▶ _Items from a dataset_:

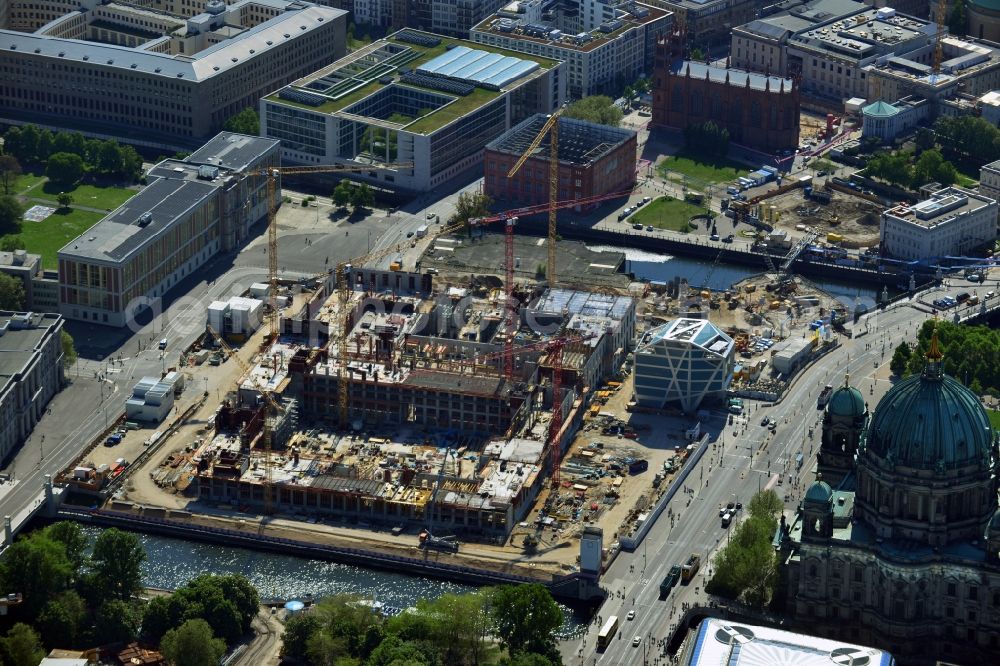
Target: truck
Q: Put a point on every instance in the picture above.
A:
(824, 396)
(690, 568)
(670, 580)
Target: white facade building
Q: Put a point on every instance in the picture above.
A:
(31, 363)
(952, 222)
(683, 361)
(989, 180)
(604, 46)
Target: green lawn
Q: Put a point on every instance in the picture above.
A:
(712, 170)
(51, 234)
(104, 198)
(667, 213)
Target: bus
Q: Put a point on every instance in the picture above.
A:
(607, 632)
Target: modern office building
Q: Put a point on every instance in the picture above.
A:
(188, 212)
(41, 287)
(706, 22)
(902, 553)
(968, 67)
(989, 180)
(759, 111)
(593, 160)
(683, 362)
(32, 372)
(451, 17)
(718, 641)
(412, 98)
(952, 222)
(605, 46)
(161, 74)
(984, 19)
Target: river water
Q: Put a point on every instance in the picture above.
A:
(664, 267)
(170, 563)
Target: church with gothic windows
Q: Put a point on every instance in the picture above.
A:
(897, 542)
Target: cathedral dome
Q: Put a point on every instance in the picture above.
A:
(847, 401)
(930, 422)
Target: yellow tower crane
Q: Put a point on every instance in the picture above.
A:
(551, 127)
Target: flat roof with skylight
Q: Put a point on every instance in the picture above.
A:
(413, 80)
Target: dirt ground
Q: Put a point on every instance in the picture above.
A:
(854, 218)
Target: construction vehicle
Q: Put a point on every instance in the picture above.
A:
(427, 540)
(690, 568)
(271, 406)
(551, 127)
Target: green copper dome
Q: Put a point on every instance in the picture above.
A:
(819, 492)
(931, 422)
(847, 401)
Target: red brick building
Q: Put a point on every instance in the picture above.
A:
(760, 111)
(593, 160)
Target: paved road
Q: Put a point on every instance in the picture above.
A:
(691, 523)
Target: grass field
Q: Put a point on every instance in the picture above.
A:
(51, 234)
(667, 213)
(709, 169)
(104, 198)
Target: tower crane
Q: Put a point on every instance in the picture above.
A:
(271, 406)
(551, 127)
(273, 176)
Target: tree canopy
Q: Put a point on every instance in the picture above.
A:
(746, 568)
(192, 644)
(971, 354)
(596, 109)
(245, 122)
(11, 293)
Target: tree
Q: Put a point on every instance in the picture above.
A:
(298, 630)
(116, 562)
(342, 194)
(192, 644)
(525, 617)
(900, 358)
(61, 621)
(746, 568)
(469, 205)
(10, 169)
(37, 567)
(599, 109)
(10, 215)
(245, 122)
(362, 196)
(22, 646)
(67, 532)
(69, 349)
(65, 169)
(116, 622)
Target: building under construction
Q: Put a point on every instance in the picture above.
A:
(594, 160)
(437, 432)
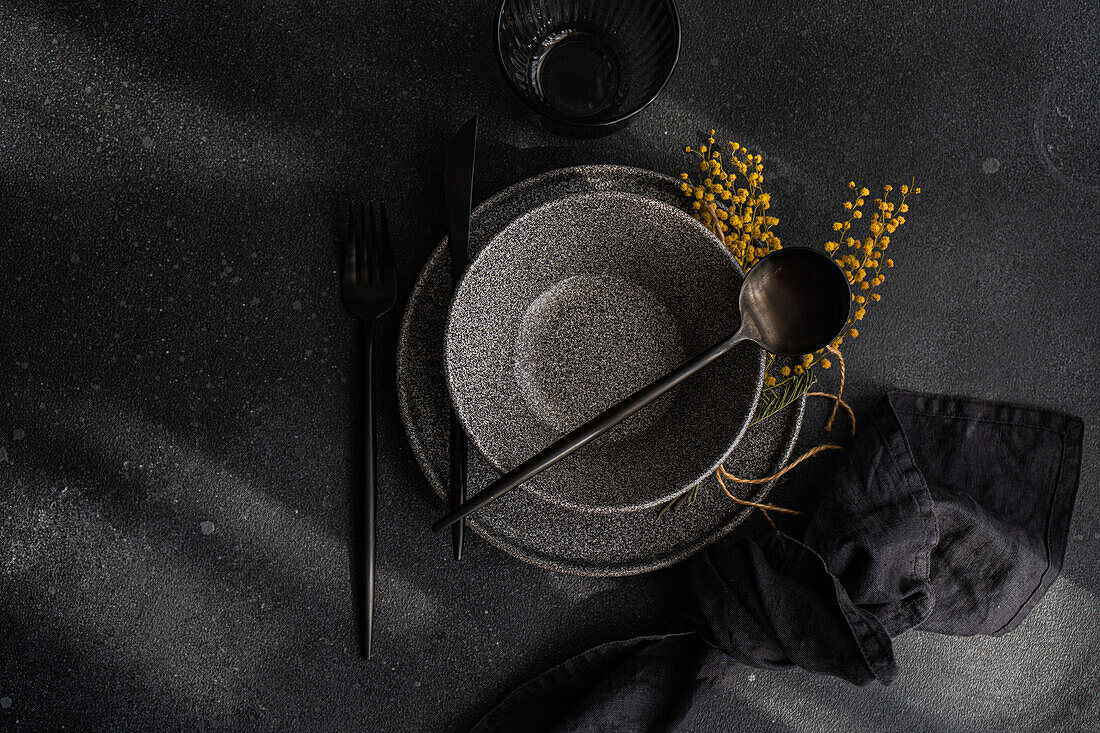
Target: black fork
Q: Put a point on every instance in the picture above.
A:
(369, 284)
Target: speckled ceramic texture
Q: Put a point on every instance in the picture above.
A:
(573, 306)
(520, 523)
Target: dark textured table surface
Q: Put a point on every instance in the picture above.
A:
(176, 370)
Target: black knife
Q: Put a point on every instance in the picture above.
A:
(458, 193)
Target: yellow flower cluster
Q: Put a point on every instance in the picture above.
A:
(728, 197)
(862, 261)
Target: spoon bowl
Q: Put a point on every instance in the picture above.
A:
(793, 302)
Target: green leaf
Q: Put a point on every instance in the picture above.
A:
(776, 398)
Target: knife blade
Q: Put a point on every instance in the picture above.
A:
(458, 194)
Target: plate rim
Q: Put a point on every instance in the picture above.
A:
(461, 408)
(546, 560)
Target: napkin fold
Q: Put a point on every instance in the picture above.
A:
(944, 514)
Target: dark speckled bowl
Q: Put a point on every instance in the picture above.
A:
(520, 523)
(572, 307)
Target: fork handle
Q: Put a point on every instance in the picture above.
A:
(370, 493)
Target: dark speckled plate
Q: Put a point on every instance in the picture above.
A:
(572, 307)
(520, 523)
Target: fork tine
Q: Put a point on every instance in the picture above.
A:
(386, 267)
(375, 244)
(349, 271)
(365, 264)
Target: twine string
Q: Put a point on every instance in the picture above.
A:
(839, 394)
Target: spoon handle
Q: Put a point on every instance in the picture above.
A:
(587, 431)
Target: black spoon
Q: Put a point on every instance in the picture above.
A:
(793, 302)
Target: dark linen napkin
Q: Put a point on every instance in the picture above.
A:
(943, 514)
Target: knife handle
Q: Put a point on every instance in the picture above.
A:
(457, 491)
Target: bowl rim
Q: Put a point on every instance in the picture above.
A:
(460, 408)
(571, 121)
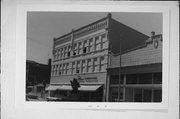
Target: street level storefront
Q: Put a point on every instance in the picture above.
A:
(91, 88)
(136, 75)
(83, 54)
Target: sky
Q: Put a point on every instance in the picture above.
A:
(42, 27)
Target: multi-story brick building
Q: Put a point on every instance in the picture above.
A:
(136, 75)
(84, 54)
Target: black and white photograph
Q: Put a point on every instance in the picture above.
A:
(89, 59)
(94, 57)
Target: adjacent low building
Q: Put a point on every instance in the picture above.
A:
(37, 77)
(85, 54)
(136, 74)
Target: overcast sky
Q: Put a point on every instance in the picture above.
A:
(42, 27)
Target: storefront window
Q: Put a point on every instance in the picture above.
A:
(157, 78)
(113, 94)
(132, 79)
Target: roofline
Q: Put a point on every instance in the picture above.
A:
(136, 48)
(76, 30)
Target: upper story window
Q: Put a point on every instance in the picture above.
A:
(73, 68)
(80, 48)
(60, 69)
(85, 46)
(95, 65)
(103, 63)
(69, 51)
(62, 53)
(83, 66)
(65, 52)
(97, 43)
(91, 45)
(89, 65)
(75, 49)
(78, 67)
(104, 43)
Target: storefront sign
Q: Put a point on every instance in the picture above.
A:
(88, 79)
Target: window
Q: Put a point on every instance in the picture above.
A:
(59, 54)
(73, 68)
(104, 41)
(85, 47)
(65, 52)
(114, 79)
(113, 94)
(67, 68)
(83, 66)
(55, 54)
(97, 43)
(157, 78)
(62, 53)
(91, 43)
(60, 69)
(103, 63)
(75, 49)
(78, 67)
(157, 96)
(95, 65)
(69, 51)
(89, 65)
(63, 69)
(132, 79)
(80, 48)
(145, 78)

▶ _PROBLEM REQUIREMENTS_:
Copy here each line of the preceding records with "construction" in it.

▶ _ANSWER FOR THIS EXERCISE_:
Target: construction vehicle
Target: building under construction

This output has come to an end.